*What is required*:
Collect each line of the entries that holds the string "garden".

*Data for analysis*:
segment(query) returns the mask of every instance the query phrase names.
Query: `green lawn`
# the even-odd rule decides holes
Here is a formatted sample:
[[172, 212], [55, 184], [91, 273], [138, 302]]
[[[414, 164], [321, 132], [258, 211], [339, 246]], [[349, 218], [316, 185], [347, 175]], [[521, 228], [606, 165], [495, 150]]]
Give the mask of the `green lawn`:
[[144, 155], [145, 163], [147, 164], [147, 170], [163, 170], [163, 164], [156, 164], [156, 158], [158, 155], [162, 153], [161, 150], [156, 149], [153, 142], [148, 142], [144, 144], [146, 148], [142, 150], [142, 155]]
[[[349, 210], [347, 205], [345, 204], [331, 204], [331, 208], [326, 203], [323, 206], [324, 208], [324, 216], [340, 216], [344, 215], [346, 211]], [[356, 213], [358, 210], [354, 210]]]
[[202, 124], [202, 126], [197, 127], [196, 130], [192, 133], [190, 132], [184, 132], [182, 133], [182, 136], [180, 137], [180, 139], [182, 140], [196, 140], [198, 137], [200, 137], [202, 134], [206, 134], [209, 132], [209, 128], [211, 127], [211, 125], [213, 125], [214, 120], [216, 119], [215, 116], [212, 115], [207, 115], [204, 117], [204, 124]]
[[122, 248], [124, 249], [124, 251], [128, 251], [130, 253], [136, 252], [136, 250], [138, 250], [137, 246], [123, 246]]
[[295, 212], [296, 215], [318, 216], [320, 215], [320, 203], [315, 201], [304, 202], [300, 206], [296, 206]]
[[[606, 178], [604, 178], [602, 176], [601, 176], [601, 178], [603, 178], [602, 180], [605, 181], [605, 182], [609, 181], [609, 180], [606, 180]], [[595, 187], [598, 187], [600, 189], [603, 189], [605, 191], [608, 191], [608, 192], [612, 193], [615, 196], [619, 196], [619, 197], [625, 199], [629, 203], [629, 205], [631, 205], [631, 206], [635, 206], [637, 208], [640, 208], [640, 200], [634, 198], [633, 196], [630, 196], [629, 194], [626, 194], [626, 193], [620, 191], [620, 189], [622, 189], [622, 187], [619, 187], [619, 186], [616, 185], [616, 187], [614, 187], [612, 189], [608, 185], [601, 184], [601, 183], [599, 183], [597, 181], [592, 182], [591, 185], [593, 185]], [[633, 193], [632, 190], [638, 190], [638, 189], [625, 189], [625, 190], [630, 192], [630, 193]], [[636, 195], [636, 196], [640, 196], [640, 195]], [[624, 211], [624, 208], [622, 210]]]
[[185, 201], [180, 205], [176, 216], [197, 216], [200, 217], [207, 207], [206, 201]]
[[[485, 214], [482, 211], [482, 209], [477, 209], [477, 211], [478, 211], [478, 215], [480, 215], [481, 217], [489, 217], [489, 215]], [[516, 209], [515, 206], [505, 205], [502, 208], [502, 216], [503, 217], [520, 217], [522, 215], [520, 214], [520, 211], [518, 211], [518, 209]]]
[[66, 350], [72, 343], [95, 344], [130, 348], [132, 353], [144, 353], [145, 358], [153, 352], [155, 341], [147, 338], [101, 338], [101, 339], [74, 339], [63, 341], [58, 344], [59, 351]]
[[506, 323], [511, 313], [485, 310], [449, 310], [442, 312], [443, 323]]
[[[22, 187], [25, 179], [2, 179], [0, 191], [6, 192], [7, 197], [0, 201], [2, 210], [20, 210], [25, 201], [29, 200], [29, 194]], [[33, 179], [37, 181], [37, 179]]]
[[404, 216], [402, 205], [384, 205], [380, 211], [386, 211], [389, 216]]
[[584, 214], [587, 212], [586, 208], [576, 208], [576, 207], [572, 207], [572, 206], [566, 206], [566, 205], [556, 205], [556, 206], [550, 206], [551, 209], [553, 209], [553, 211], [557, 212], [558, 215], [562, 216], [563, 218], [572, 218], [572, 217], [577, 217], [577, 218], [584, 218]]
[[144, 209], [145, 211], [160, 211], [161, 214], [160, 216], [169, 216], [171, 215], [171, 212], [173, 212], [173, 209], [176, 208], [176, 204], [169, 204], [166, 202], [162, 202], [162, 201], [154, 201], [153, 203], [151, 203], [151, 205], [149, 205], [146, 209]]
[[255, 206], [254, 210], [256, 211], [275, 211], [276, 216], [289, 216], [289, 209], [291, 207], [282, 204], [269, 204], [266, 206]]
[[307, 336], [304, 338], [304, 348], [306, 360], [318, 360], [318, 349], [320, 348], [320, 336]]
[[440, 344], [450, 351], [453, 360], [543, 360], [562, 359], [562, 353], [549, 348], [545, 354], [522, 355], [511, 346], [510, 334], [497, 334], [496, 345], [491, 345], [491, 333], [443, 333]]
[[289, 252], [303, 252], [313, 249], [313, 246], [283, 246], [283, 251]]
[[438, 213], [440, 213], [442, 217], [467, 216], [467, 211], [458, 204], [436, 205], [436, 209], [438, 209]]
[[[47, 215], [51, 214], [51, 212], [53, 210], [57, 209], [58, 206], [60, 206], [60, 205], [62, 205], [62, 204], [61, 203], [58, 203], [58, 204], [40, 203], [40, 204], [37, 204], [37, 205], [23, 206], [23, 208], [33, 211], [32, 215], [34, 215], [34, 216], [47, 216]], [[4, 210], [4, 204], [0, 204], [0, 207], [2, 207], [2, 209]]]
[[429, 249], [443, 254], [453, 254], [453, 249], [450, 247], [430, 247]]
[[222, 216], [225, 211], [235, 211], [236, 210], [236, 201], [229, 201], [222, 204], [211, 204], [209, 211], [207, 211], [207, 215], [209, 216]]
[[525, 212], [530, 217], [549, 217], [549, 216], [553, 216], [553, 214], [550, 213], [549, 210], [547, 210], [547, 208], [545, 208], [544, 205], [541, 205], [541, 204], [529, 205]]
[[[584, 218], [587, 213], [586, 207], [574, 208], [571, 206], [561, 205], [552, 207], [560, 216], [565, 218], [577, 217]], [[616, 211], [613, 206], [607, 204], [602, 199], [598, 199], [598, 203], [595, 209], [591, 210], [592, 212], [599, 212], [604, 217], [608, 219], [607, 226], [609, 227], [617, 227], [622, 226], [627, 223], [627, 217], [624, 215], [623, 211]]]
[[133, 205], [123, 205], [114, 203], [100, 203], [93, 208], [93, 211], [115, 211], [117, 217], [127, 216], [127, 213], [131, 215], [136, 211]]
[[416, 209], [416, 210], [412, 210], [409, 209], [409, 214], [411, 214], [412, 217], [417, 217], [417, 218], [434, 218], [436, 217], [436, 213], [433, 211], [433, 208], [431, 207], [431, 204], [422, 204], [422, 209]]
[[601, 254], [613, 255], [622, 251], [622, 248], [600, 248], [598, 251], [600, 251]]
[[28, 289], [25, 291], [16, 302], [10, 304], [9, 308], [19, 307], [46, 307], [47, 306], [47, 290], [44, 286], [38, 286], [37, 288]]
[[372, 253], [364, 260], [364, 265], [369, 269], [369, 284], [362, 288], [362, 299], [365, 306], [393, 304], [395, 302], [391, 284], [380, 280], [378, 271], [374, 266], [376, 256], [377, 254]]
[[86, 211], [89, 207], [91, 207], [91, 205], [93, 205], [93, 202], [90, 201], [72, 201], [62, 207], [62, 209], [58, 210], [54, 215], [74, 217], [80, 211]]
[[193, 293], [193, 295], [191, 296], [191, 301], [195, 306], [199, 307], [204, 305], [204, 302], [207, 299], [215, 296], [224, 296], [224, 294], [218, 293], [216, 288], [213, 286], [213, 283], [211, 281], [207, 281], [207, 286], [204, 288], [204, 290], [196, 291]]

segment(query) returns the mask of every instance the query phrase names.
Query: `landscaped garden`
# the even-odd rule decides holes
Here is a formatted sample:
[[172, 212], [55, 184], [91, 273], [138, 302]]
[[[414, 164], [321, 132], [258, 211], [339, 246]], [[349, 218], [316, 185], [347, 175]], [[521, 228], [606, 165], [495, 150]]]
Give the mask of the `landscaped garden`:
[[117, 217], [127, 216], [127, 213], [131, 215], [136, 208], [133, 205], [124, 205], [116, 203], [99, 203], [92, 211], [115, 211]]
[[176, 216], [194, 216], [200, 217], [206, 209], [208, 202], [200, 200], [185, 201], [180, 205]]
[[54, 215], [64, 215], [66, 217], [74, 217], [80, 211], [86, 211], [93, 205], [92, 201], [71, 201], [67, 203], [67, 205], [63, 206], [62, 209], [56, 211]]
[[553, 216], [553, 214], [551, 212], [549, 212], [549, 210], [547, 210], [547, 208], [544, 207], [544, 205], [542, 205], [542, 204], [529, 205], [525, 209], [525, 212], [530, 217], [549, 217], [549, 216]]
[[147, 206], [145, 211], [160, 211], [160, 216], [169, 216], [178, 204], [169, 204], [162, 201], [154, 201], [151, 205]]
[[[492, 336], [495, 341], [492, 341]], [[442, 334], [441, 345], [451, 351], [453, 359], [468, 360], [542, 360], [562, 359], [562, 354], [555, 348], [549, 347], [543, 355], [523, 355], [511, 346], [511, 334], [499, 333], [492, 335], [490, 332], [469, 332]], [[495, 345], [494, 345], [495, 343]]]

*Answer below*:
Query: `landscaped garden`
Give the mask of the `landscaped garden`:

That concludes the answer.